EXTRACTED TEXT:
[Start]
Sift flour into a bowl, break the egg into it and beat it as you gradually add the rest of the ingredients including the seasoning, you want some air in the mix.

Put a little dripping in your roasting dish and heat in the oven, you want that really hot, take out, give one last little beating to the mixture and pour into the dish. Do not overfill, about halfway up the dish should do fine.

Leave for about 25/30 mins to let your puddings rise and turn crisp and golden. Serve as soon as possible because they lose their crunchiness if they hang around too long.

 

Gravy

You will need :-

Juices from the roasted joint (skimmed of excess fat)

Plain flour – 1 tablespoon

Gravy browning (liquid or powder – definitely not granules) – 1 table spoon

French mustard – 1 teaspoon (you can experiment with other mustard, Dijon perhaps)

Water, from the potatoes and vegetables is good, (you can be even more adventurous and use dry cider, red wine or stock etc.)*

A good quality, thick bottomed, roasting dish, or cast-iron gratin dish.

To put it together:-

Take joint out of the oven and put meat aside to rest.
[End]
DATA EXCERPTS:
[Start]
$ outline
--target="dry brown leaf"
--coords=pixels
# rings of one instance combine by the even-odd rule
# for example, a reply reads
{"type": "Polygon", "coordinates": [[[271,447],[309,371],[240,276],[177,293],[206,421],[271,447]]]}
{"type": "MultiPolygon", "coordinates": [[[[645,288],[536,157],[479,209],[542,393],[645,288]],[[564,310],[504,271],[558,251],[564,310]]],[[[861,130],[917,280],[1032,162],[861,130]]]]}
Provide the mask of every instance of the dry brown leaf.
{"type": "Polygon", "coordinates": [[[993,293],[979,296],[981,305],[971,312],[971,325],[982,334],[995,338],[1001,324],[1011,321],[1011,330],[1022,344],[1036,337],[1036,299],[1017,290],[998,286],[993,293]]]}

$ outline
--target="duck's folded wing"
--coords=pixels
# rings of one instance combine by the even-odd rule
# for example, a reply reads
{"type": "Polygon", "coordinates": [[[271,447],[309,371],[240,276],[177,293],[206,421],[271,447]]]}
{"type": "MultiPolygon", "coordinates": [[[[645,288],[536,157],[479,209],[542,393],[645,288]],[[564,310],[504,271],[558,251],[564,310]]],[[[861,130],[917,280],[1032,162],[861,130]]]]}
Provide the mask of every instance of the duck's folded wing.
[End]
PROBLEMS:
1. What form of gravy browning does the recipe say not to use?
2. Extend the recipe, picking up after its last step.

OUTPUTS BY TASK:
1. Granules.

2.
Tilt roasting dish to allow juices to pool at one corner, scrape all the bits from around the dish with a wooden spoon, skim excess fat with a tablespoon.

Place roasting tin over direct heat (fairly low) and, as the juices start to sizzle, add flour, gravy browning and some liquid vigorously whisking (I like to use a whisk but a wooden spoon will be just as effective) as you do to produce a smooth paste, gradually add some more liquid and the French mustard, and stir all over the base of the pan in circular movements. Keep adding liquid until you have the require thickness, if you have added too much liquid, simply allow to simmer along to reduce the sauce which will thicken it again. Taste and season as required.

Transfer to a warmed gravy boat and serve.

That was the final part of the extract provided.